**Task directions:**
Convert every line of the listing below into a two-column Markdown table, with a "Row" column holding a running number and a "Listing line" column holding the line. Skip blank lines.
[BEGIN Records supplied]
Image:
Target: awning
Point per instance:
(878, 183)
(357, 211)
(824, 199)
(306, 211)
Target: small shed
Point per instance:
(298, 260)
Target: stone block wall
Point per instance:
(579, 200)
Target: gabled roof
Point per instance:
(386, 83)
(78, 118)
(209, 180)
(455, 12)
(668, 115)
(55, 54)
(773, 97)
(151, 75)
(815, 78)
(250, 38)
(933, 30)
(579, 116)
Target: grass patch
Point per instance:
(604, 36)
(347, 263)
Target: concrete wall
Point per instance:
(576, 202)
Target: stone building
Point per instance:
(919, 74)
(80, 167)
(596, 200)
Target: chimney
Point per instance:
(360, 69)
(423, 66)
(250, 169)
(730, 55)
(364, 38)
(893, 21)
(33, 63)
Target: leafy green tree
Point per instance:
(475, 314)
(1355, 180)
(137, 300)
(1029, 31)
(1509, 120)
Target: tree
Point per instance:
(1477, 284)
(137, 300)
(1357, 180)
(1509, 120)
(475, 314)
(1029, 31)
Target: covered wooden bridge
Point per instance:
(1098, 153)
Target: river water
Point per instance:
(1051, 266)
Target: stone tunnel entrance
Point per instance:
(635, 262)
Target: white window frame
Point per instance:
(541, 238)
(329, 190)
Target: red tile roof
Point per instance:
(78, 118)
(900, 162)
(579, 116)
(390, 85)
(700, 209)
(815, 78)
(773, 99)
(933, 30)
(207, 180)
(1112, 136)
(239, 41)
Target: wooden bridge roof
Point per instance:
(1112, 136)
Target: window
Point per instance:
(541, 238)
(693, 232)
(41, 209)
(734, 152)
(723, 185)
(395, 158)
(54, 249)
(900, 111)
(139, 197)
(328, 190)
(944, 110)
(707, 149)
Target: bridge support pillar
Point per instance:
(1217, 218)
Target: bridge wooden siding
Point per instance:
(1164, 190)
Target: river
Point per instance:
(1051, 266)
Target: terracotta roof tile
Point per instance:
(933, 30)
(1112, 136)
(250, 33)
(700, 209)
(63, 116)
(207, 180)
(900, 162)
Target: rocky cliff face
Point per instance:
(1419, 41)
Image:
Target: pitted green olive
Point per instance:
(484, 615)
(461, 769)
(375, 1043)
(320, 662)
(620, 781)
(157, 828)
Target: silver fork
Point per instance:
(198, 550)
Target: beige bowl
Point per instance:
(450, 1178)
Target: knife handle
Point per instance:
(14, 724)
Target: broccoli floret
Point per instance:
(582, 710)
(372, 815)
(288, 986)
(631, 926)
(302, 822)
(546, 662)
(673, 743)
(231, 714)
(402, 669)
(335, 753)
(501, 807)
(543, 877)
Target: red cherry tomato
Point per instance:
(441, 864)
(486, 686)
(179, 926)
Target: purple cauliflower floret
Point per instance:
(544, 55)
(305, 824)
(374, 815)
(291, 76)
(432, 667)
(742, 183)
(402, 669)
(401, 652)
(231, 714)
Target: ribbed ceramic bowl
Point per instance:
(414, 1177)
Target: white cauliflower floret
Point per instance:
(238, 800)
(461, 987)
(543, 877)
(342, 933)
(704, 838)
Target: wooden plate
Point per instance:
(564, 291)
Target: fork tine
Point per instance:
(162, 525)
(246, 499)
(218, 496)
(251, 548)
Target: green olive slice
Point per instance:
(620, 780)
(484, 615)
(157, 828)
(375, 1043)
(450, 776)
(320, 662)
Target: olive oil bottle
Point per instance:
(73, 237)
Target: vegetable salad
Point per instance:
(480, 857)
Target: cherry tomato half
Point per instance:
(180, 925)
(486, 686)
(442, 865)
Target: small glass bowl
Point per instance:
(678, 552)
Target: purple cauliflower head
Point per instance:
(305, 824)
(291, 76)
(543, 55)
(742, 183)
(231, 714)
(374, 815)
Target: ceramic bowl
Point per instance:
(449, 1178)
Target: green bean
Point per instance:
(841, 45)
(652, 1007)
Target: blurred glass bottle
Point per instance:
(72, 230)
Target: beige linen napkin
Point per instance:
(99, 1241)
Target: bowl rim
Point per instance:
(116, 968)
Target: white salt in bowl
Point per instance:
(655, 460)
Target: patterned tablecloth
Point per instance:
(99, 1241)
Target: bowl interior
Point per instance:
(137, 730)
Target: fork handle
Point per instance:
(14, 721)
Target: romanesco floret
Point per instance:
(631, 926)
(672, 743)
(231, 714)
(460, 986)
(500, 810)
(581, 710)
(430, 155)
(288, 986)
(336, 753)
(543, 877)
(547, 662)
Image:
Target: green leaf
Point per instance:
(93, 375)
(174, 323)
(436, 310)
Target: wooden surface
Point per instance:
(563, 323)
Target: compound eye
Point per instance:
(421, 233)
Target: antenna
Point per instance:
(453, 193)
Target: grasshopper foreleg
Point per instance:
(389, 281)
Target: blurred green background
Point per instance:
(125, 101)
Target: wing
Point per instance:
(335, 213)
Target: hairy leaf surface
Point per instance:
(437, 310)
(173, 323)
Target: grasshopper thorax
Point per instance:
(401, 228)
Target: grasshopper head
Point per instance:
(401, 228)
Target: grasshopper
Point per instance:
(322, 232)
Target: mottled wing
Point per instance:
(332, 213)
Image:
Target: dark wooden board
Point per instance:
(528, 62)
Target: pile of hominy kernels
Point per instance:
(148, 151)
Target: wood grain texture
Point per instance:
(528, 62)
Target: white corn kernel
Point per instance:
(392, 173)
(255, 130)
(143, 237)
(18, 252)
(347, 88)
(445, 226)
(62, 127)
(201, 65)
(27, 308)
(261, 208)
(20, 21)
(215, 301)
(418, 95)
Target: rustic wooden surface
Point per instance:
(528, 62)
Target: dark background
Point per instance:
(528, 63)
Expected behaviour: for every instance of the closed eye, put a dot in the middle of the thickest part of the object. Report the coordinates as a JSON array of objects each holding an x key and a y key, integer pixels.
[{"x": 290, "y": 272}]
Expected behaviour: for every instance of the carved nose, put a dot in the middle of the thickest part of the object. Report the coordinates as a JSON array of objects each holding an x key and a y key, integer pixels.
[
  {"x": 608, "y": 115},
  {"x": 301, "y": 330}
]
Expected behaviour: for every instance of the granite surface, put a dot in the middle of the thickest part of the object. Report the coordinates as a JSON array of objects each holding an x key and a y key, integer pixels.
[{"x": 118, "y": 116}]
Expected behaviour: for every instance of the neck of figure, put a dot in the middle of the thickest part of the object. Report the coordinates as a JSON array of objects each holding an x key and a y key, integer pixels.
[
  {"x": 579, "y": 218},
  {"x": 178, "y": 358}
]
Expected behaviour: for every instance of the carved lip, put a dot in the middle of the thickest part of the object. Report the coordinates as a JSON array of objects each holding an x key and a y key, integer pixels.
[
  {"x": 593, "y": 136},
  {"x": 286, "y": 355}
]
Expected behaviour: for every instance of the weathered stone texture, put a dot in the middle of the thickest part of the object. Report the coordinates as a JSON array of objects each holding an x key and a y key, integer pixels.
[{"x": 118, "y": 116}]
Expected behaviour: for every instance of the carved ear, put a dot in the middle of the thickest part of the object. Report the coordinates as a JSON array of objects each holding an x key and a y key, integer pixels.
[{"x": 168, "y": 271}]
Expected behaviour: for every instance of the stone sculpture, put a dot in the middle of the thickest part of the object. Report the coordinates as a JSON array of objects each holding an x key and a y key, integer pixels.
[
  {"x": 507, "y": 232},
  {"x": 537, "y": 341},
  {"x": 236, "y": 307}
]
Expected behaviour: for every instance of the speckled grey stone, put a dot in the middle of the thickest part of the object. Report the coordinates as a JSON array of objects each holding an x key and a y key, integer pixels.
[END Records supplied]
**Answer to this problem:**
| Row | Listing line |
|---|---|
| 1 | Image: |
| 2 | Target: awning |
| 3 | Point per instance: |
| 4 | (878, 183) |
| 5 | (357, 211) |
| 6 | (824, 199) |
| 7 | (306, 211) |
| 8 | Target: small shed |
| 9 | Point per instance: |
| 10 | (298, 260) |
| 11 | Target: stone block wall |
| 12 | Point per instance: |
| 13 | (579, 200) |
| 14 | Target: gabled roof |
| 15 | Point per instance: |
| 16 | (386, 83) |
| 17 | (78, 118) |
| 18 | (209, 180) |
| 19 | (455, 12) |
| 20 | (668, 115) |
| 21 | (55, 54) |
| 22 | (773, 97) |
| 23 | (151, 75) |
| 24 | (815, 78) |
| 25 | (250, 38) |
| 26 | (933, 30) |
| 27 | (579, 116) |
| 28 | Target: grass patch |
| 29 | Point per instance: |
| 30 | (604, 36) |
| 31 | (347, 263) |
| 32 | Target: concrete wall |
| 33 | Point per instance: |
| 34 | (576, 202) |
| 35 | Target: stone building |
| 36 | Point per instance: |
| 37 | (919, 74) |
| 38 | (80, 167) |
| 39 | (596, 200) |
| 40 | Target: chimney |
| 41 | Point per instance: |
| 42 | (360, 69) |
| 43 | (423, 66) |
| 44 | (250, 169) |
| 45 | (730, 55) |
| 46 | (364, 38) |
| 47 | (893, 21) |
| 48 | (33, 63) |
| 49 | Target: leafy green tree |
| 50 | Point per instance: |
| 51 | (475, 314) |
| 52 | (1355, 180) |
| 53 | (137, 300) |
| 54 | (1029, 31) |
| 55 | (1509, 120) |
| 56 | Target: tree |
| 57 | Point per instance: |
| 58 | (1477, 284) |
| 59 | (137, 300) |
| 60 | (1357, 180) |
| 61 | (1509, 120) |
| 62 | (475, 314) |
| 63 | (1029, 31) |
| 64 | Target: covered wooden bridge |
| 65 | Point per instance: |
| 66 | (1098, 153) |
| 67 | Target: river water |
| 68 | Point per instance: |
| 69 | (1051, 266) |
| 70 | Target: stone tunnel entrance |
| 71 | Point per instance: |
| 72 | (635, 262) |
| 73 | Target: white window frame |
| 74 | Point per instance: |
| 75 | (541, 238) |
| 76 | (329, 190) |
| 77 | Target: red tile roof |
| 78 | Point per instance: |
| 79 | (78, 118) |
| 80 | (900, 162) |
| 81 | (579, 116) |
| 82 | (390, 85) |
| 83 | (700, 209) |
| 84 | (815, 78) |
| 85 | (773, 99) |
| 86 | (933, 30) |
| 87 | (207, 180) |
| 88 | (1112, 136) |
| 89 | (239, 41) |
| 90 | Target: wooden bridge roof |
| 91 | Point per instance: |
| 92 | (1112, 136) |
| 93 | Target: window |
| 94 | Point per instance: |
| 95 | (541, 238) |
| 96 | (693, 232) |
| 97 | (41, 209) |
| 98 | (734, 152) |
| 99 | (723, 185) |
| 100 | (395, 158) |
| 101 | (54, 249) |
| 102 | (900, 111) |
| 103 | (139, 197) |
| 104 | (328, 190) |
| 105 | (944, 110) |
| 106 | (707, 149) |
| 107 | Target: bridge support pillar |
| 108 | Point per instance: |
| 109 | (1217, 218) |
| 110 | Target: bridge wooden siding |
| 111 | Point per instance: |
| 112 | (1164, 190) |
| 113 | Target: river |
| 114 | Point per instance: |
| 115 | (1051, 266) |
| 116 | Target: terracotta roof tile |
| 117 | Point per instance: |
| 118 | (933, 30) |
| 119 | (1112, 136) |
| 120 | (250, 33) |
| 121 | (700, 209) |
| 122 | (63, 116) |
| 123 | (207, 180) |
| 124 | (900, 162) |
| 125 | Target: rocky cliff face |
| 126 | Point per instance: |
| 127 | (1419, 41) |
| 128 | Image: |
| 129 | Target: pitted green olive |
| 130 | Point per instance: |
| 131 | (484, 615) |
| 132 | (461, 769) |
| 133 | (375, 1043) |
| 134 | (320, 662) |
| 135 | (620, 781) |
| 136 | (157, 828) |
| 137 | Target: silver fork |
| 138 | Point per instance: |
| 139 | (198, 550) |
| 140 | Target: beige bowl |
| 141 | Point per instance: |
| 142 | (450, 1178) |
| 143 | Target: knife handle |
| 144 | Point per instance: |
| 145 | (14, 724) |
| 146 | Target: broccoli floret |
| 147 | Point per instance: |
| 148 | (582, 710) |
| 149 | (372, 815) |
| 150 | (288, 986) |
| 151 | (631, 926) |
| 152 | (302, 822) |
| 153 | (546, 662) |
| 154 | (673, 743) |
| 155 | (231, 714) |
| 156 | (402, 669) |
| 157 | (335, 753) |
| 158 | (501, 807) |
| 159 | (543, 877) |
| 160 | Target: red cherry tomato |
| 161 | Point per instance: |
| 162 | (441, 864) |
| 163 | (486, 686) |
| 164 | (179, 926) |
| 165 | Target: purple cauliflower floret |
| 166 | Point per instance: |
| 167 | (544, 55) |
| 168 | (305, 824) |
| 169 | (374, 815) |
| 170 | (291, 76) |
| 171 | (432, 667) |
| 172 | (742, 183) |
| 173 | (402, 669) |
| 174 | (401, 652) |
| 175 | (231, 714) |
| 176 | Target: ribbed ceramic bowl |
| 177 | Point per instance: |
| 178 | (414, 1177) |
| 179 | Target: white cauliflower floret |
| 180 | Point per instance: |
| 181 | (238, 800) |
| 182 | (461, 987) |
| 183 | (543, 877) |
| 184 | (342, 933) |
| 185 | (704, 838) |
| 186 | Target: wooden plate |
| 187 | Point per instance: |
| 188 | (564, 291) |
| 189 | Target: fork tine |
| 190 | Point per instance: |
| 191 | (162, 525) |
| 192 | (246, 499) |
| 193 | (218, 496) |
| 194 | (251, 548) |
| 195 | Target: green olive slice |
| 196 | Point per instance: |
| 197 | (620, 780) |
| 198 | (484, 615) |
| 199 | (157, 828) |
| 200 | (375, 1043) |
| 201 | (450, 776) |
| 202 | (320, 662) |
| 203 | Target: olive oil bottle |
| 204 | Point per instance: |
| 205 | (73, 237) |
| 206 | Target: vegetable salad |
| 207 | Point per instance: |
| 208 | (480, 857) |
| 209 | Target: cherry tomato half |
| 210 | Point per instance: |
| 211 | (180, 925) |
| 212 | (486, 686) |
| 213 | (442, 865) |
| 214 | Target: small glass bowl |
| 215 | Point per instance: |
| 216 | (678, 552) |
| 217 | Target: purple cauliflower head |
| 218 | Point per instance: |
| 219 | (305, 824) |
| 220 | (291, 76) |
| 221 | (543, 55) |
| 222 | (742, 183) |
| 223 | (231, 714) |
| 224 | (374, 815) |
| 225 | Target: ceramic bowl |
| 226 | Point per instance: |
| 227 | (449, 1178) |
| 228 | Target: green bean |
| 229 | Point per instance: |
| 230 | (841, 45) |
| 231 | (652, 1007) |
| 232 | Target: blurred glass bottle |
| 233 | Point per instance: |
| 234 | (72, 230) |
| 235 | Target: beige linen napkin |
| 236 | Point per instance: |
| 237 | (99, 1241) |
| 238 | Target: bowl rim |
| 239 | Point per instance: |
| 240 | (116, 968) |
| 241 | Target: white salt in bowl |
| 242 | Point per instance: |
| 243 | (655, 460) |
| 244 | Target: patterned tablecloth |
| 245 | Point per instance: |
| 246 | (99, 1241) |
| 247 | Target: bowl interior |
| 248 | Point per instance: |
| 249 | (137, 730) |
| 250 | Target: fork handle |
| 251 | Point per instance: |
| 252 | (14, 721) |
| 253 | Target: romanesco floret |
| 254 | Point per instance: |
| 255 | (631, 926) |
| 256 | (672, 743) |
| 257 | (231, 714) |
| 258 | (460, 986) |
| 259 | (500, 810) |
| 260 | (581, 710) |
| 261 | (430, 155) |
| 262 | (288, 986) |
| 263 | (336, 753) |
| 264 | (543, 877) |
| 265 | (547, 662) |
| 266 | Image: |
| 267 | Target: green leaf |
| 268 | Point per instance: |
| 269 | (93, 375) |
| 270 | (174, 323) |
| 271 | (436, 310) |
| 272 | Target: wooden surface |
| 273 | Point per instance: |
| 274 | (563, 323) |
| 275 | Target: compound eye |
| 276 | Point per instance: |
| 277 | (421, 233) |
| 278 | Target: antenna |
| 279 | Point per instance: |
| 280 | (453, 193) |
| 281 | Target: grasshopper foreleg |
| 282 | Point per instance: |
| 283 | (389, 281) |
| 284 | Target: blurred green background |
| 285 | Point per instance: |
| 286 | (125, 101) |
| 287 | Target: wing |
| 288 | Point per instance: |
| 289 | (335, 213) |
| 290 | Target: hairy leaf surface |
| 291 | Point per instance: |
| 292 | (437, 310) |
| 293 | (173, 323) |
| 294 | Target: grasshopper thorax |
| 295 | Point per instance: |
| 296 | (401, 228) |
| 297 | Target: grasshopper head |
| 298 | Point per instance: |
| 299 | (401, 228) |
| 300 | Target: grasshopper |
| 301 | Point per instance: |
| 302 | (322, 232) |
| 303 | Target: mottled wing |
| 304 | Point per instance: |
| 305 | (332, 213) |
| 306 | Image: |
| 307 | Target: dark wooden board |
| 308 | Point per instance: |
| 309 | (528, 62) |
| 310 | Target: pile of hominy kernels |
| 311 | Point per instance: |
| 312 | (148, 151) |
| 313 | Target: wood grain texture |
| 314 | Point per instance: |
| 315 | (528, 62) |
| 316 | Target: white corn kernel |
| 317 | Point per instance: |
| 318 | (392, 173) |
| 319 | (255, 130) |
| 320 | (143, 237) |
| 321 | (18, 252) |
| 322 | (347, 88) |
| 323 | (445, 226) |
| 324 | (62, 127) |
| 325 | (201, 65) |
| 326 | (27, 308) |
| 327 | (261, 208) |
| 328 | (20, 21) |
| 329 | (215, 301) |
| 330 | (418, 95) |
| 331 | Target: rustic wooden surface |
| 332 | Point per instance: |
| 333 | (528, 62) |
| 334 | Target: dark background |
| 335 | Point per instance: |
| 336 | (528, 63) |
| 337 | Expected behaviour: for every instance of the closed eye, put a dot in the middle of the thickest part of the object. Report the coordinates as a JSON array of objects each holding an x key and a y key, integer pixels. |
| 338 | [{"x": 290, "y": 272}] |
| 339 | Expected behaviour: for every instance of the carved nose, put a dot in the middle of the thickest part of the object. Report the coordinates as a JSON array of objects each holding an x key and a y key, integer pixels. |
| 340 | [ |
| 341 |   {"x": 608, "y": 115}, |
| 342 |   {"x": 301, "y": 330} |
| 343 | ] |
| 344 | Expected behaviour: for every instance of the granite surface, put a dot in the middle of the thickest part of the object. Report the coordinates as a JSON array of objects each holding an x key and a y key, integer pixels. |
| 345 | [{"x": 118, "y": 116}] |
| 346 | Expected behaviour: for every instance of the neck of figure, put a dot in the middle of the thickest part of the object. Report the coordinates as a JSON array of objects each holding an x key and a y key, integer pixels. |
| 347 | [ |
| 348 |   {"x": 579, "y": 218}, |
| 349 |   {"x": 178, "y": 358} |
| 350 | ] |
| 351 | Expected behaviour: for every instance of the carved lip, put a dot in the middle of the thickest part of the object. Report the coordinates as a JSON array of objects each holding an x key and a y key, integer pixels. |
| 352 | [ |
| 353 |   {"x": 593, "y": 136}, |
| 354 |   {"x": 286, "y": 355} |
| 355 | ] |
| 356 | Expected behaviour: for every instance of the weathered stone texture, put a dot in the middle of the thickest part of the object. Report the coordinates as a JSON array of objects each holding an x key and a y key, integer pixels. |
| 357 | [{"x": 118, "y": 116}] |
| 358 | Expected behaviour: for every instance of the carved ear, put a dot in the middle of the thickest part of the object. Report the coordinates as a JSON array of objects each holding an x key and a y key, integer pixels. |
| 359 | [{"x": 168, "y": 271}] |
| 360 | Expected behaviour: for every instance of the stone sculpture, put a dot in the middle of the thickest part of the object. Report the coordinates as a JSON array of objects each holding an x key and a y key, integer pixels. |
| 361 | [ |
| 362 |   {"x": 507, "y": 232}, |
| 363 |   {"x": 537, "y": 341}, |
| 364 |   {"x": 236, "y": 307} |
| 365 | ] |
| 366 | Expected behaviour: for every instance of the speckled grey stone, put a dot in the middle of the thickest part of the object. Report the coordinates as a JSON array of objects each holding an x key and a y key, integer pixels. |